## Texte à lire
* * * * * * *

Une patiente souffrant de méningiomes (tumeurs au cerveau) attribués au médicament Androcur a obtenu, lundi 2 juin, plus de 300 000 euros d’indemnisation des laboratoires Bayer, Viatris et Sandoz pour « défaut d’information » sur la molécule.
« Le tribunal déclare la SAS Bayer HealthCare, la SAS Sandoz, la SAS Viatris Santé (…) responsables des préjudices subis », ainsi que le médecin et le pharmacien de la patiente, écrivent les juges du tribunal civil de Poitiers. Selon Romain Sintès, avocat de la plaignante, ce jugement ouvre la porte à « une multiplication des procédures » d’indemnisation.
Cette femme âgée de 55 ans, qui a pris pendant plus de vingt ans ce traitement hormonal prescrit contre l’hyperpilosité ou encore l’endométriose, souffre depuis 2013 de multiples méningiomes, tumeurs non cancéreuses des membranes entourant le cerveau qui peuvent provoquer de graves handicaps neurologiques.

* * * * * * *

## Lignes de données
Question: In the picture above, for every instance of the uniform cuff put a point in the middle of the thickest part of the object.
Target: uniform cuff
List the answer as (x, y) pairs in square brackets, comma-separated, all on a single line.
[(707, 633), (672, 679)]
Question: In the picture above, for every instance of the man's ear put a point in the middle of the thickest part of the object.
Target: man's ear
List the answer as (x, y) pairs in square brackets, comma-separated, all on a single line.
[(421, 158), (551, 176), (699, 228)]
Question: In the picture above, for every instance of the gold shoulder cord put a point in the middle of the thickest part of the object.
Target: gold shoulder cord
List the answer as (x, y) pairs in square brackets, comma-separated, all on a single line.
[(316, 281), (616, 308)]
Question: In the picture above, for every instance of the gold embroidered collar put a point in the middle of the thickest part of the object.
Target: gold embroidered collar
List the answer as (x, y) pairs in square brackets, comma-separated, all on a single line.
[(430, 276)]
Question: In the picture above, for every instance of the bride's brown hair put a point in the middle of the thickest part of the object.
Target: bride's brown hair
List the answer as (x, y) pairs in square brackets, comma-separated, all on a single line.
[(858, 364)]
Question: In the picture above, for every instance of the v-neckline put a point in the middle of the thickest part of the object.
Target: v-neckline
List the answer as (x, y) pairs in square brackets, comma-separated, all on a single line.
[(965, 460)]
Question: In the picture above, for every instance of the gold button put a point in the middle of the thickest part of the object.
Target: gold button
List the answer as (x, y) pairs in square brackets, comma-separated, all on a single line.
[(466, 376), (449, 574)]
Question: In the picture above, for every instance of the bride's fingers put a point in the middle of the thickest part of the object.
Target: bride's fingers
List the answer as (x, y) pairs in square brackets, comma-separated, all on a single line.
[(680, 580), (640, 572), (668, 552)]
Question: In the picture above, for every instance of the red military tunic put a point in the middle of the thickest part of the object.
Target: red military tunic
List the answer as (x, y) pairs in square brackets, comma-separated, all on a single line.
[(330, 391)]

* * * * * * *

## Exercices
(1) Mettez à jour le passage du texte sur l'Androcur en commençant à "Cette femme âgée" et en finissant à "graves handicaps neurologiques.", et remplacez "55 ans" par "56 ans".
(2) D'après le texte sur l'Androcur, quelle somme la patiente a-t-elle obtenue des laboratoires ?
(3) Reprenez le texte sur l'Androcur après sa dernière phrase et écrivez la suite.
Les lignes de données forment un contenu à part, distinct du texte.

## Réponses
(1)
Cette femme âgée de 56 ans, qui a pris pendant plus de vingt ans ce traitement hormonal prescrit contre l’hyperpilosité ou encore l’endométriose, souffre depuis 2013 de multiples méningiomes, tumeurs non cancéreuses des membranes entourant le cerveau qui peuvent provoquer de graves handicaps neurologiques.

(2) Plus de 300 000 euros.

(3)
Souffrant aujourd’hui de troubles visuels, de la mémoire et de fatigue importante, la quinquagénaire assure ne pas avoir été prévenue des risques de l’Androcur, alors qu’un article scientifique évoquait dès 2008 un lien entre la molécule (acétate de cyprotérone) et l’apparition de méningiomes. Ce lien a été clairement établi en 2018 et le tribunal a jugé lundi que le dommage occasionné par la pathologie développée par la plaignante est bien « le résultat des traitements médicamenteux » qu’elle a suivis.
Effets graves et irréversibles
A l’audience en avril, Bayer avait allégué que la patiente n’avait pris l’Androcur que jusqu’en 2004, avant de suivre un traitement générique. « La SAS Bayer ne s’est pas donné tous les moyens pour assurer une information rapide et efficiente à destination finale des consommateurs, utilisateurs actifs ou anciens de l’Androcur, pour répondre aux exigences du devoir d’information », ont estimé les juges.
Selon Viatris, producteur d’une version générique, le risque n’était prouvé scientifiquement qu’à partir de 2019. Avant, la modification de la notice était de la responsabilité de l’Agence nationale de sécurité du médicament.
« La SAS Viatris Santé (ex-Mylan) ne s’est pas davantage donné les moyens, dès 2008 et a fortiori à compter de janvier 2011, pour permettre aux consommateurs (…) d’avoir connaissance du risque de méningiomes associés à [la] prise prolongée », fait valoir le tribunal, qui rend une conclusion similaire concernant Sandoz. Les laboratoires (à hauteur de 97 %), le médecin et le pharmacien sont condamnés à verser solidairement environ 325 000 euros, dont 25 % avec effet immédiat.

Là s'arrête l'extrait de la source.